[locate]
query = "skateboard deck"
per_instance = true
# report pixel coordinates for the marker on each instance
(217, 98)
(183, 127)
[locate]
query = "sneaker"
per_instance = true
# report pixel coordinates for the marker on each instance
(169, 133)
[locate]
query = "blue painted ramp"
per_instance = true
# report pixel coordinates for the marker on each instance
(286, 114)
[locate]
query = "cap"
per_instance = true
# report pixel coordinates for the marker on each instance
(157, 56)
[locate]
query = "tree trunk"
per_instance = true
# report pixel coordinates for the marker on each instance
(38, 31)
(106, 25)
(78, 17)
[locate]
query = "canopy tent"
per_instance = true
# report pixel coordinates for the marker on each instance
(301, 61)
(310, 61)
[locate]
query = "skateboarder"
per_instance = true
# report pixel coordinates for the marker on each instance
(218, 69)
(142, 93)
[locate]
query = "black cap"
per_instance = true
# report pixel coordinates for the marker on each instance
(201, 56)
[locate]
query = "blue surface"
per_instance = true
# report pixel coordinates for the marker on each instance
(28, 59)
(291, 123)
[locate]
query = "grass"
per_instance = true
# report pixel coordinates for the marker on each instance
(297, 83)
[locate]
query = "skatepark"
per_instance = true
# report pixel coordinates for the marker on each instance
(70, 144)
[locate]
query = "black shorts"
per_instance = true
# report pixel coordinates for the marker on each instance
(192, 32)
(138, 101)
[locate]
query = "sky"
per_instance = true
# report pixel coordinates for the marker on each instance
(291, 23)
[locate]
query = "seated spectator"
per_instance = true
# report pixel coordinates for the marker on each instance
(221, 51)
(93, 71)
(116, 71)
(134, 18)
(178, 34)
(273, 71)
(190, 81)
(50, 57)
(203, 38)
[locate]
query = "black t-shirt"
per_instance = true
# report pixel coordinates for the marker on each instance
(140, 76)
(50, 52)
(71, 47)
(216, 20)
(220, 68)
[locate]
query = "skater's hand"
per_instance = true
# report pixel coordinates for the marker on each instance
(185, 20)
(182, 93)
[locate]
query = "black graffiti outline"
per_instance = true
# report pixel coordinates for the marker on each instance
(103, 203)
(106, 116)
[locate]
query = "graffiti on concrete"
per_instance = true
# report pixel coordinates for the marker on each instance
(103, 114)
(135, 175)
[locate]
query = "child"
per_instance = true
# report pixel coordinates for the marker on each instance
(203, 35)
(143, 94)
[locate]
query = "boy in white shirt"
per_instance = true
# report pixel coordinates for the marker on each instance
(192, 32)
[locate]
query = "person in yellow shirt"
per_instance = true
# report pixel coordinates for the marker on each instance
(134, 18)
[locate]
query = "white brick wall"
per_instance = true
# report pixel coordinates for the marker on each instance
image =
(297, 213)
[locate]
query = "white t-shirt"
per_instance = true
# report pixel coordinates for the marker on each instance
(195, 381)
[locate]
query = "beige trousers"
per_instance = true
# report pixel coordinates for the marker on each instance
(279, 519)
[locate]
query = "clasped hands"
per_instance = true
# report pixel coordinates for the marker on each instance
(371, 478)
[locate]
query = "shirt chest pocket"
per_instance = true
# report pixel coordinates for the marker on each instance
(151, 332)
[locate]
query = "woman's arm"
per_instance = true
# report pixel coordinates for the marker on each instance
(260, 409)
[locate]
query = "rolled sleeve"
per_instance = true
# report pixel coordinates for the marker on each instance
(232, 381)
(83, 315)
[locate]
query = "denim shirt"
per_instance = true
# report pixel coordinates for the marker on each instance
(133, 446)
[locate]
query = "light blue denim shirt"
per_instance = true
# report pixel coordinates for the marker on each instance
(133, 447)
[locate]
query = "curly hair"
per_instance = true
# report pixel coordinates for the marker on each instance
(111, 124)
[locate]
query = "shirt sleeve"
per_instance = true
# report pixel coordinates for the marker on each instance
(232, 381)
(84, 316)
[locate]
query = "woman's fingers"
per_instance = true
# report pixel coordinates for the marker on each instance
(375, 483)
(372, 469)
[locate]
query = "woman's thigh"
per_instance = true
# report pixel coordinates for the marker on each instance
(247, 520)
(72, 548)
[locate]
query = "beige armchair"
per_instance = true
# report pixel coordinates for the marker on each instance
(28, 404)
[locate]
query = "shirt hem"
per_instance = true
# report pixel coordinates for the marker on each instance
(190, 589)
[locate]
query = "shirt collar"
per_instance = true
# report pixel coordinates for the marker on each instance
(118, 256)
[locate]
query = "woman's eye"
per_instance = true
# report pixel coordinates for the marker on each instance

######

| Task instructions |
Reproduce the records above exactly as they appear.

| Finished answer |
[locate]
query = "skateboard deck"
per_instance = true
# report pixel coordinates for the marker on each instance
(217, 98)
(183, 127)
[locate]
query = "sneaker"
per_instance = true
# report pixel coordinates for the marker on each instance
(169, 133)
[locate]
query = "blue painted ramp"
per_instance = true
# report pixel coordinates for the marker on each instance
(286, 114)
[locate]
query = "cap"
per_instance = true
# report pixel coordinates for the marker on each instance
(157, 56)
[locate]
query = "tree trunk"
per_instance = true
# report pixel coordinates for the marker on each instance
(38, 31)
(106, 25)
(78, 17)
[locate]
query = "canopy tent"
per_instance = true
# report pixel coordinates for the marker on each instance
(301, 61)
(310, 61)
[locate]
query = "skateboarder"
per_instance = true
# report pixel coordinates for the marker on each instance
(218, 69)
(142, 93)
[locate]
query = "black cap"
per_instance = true
# report pixel coordinates for the marker on each instance
(201, 56)
[locate]
query = "blue surface"
per_instance = true
# report pixel coordinates for the marker on each instance
(28, 59)
(291, 123)
[locate]
query = "grass"
per_instance = true
# report pixel coordinates for the marker on each instance
(297, 83)
[locate]
query = "skatepark"
per_instance = true
# report pixel coordinates for the marker on each instance
(70, 144)
[locate]
query = "black shorts"
per_instance = true
# report pixel coordinates for the marker on each instance
(192, 32)
(138, 101)
[locate]
query = "sky"
per_instance = true
# report pixel coordinates for the marker on each instance
(291, 23)
[locate]
query = "seated spectator"
per_instance = true
# report pixel coordinates for the marker on each instance
(221, 51)
(93, 71)
(116, 71)
(134, 18)
(178, 34)
(273, 71)
(190, 81)
(50, 57)
(203, 38)
[locate]
query = "black t-shirt"
per_instance = true
# report pixel coordinates for the marker on each instance
(140, 76)
(50, 52)
(71, 47)
(216, 20)
(220, 68)
[locate]
query = "skater's hand"
per_instance = true
# report pixel coordinates for the marker on each instance
(185, 20)
(182, 93)
[locate]
query = "black graffiti outline"
per_instance = true
# report pixel coordinates for the marker on each instance
(103, 203)
(106, 116)
[locate]
query = "graffiti on concrete"
per_instance = true
# report pixel coordinates for the marker on each instance
(103, 114)
(135, 175)
[locate]
query = "child"
per_instance = true
# report pixel coordinates for the marker on each instance
(203, 35)
(143, 94)
[locate]
query = "boy in white shirt"
per_instance = true
# report pixel coordinates for the marker on each instance
(192, 32)
[locate]
query = "person in yellow shirt"
per_instance = true
# report pixel coordinates for the marker on each instance
(134, 18)
[locate]
query = "white brick wall"
per_instance = true
# report pixel coordinates for the marker on each instance
image =
(297, 213)
[locate]
query = "white t-shirt"
per_instance = true
# report pixel coordinates for the marker on each instance
(195, 381)
[locate]
query = "beige trousers"
per_instance = true
# report pixel coordinates for the marker on each instance
(279, 519)
[locate]
query = "clasped hands"
per_instance = true
# report pixel coordinates for the marker on each instance
(371, 478)
[locate]
query = "shirt chest pocket"
per_instance = true
# report pixel coordinates for the marker on each instance
(151, 332)
[locate]
query = "woman's arm"
per_instance = true
# report pixel coordinates for the marker on each instance
(260, 409)
[locate]
query = "rolled sleeve"
per_instance = true
# report pixel coordinates for the marker on each instance
(232, 381)
(83, 315)
[locate]
query = "denim shirt"
per_instance = true
# report pixel coordinates for the marker on each instance
(133, 446)
[locate]
query = "light blue denim shirt"
per_instance = true
# report pixel coordinates for the marker on each instance
(133, 447)
[locate]
query = "curly hair"
per_instance = true
# report pixel coordinates for the marker on each instance
(111, 124)
[locate]
query = "shirt sleeve"
per_instance = true
# report pixel coordinates for the marker on each instance
(232, 381)
(84, 316)
[locate]
query = "woman's fingers"
per_instance = true
# report pixel coordinates for the marker on each instance
(375, 483)
(372, 469)
[locate]
query = "woman's thigh"
per_instance = true
# report pixel coordinates for the marker on each instance
(247, 520)
(72, 548)
[locate]
query = "beige armchair"
per_instance = true
# report pixel coordinates for the marker on each instance
(28, 404)
[locate]
query = "shirt hem"
per_instance = true
# report pixel coordinates for the marker on each instance
(190, 589)
[locate]
query = "shirt collar"
per_instance = true
# report pixel coordinates for the marker on each instance
(118, 256)
[locate]
query = "woman's eye"
per_instance = true
# report pixel coordinates for the marker on each instance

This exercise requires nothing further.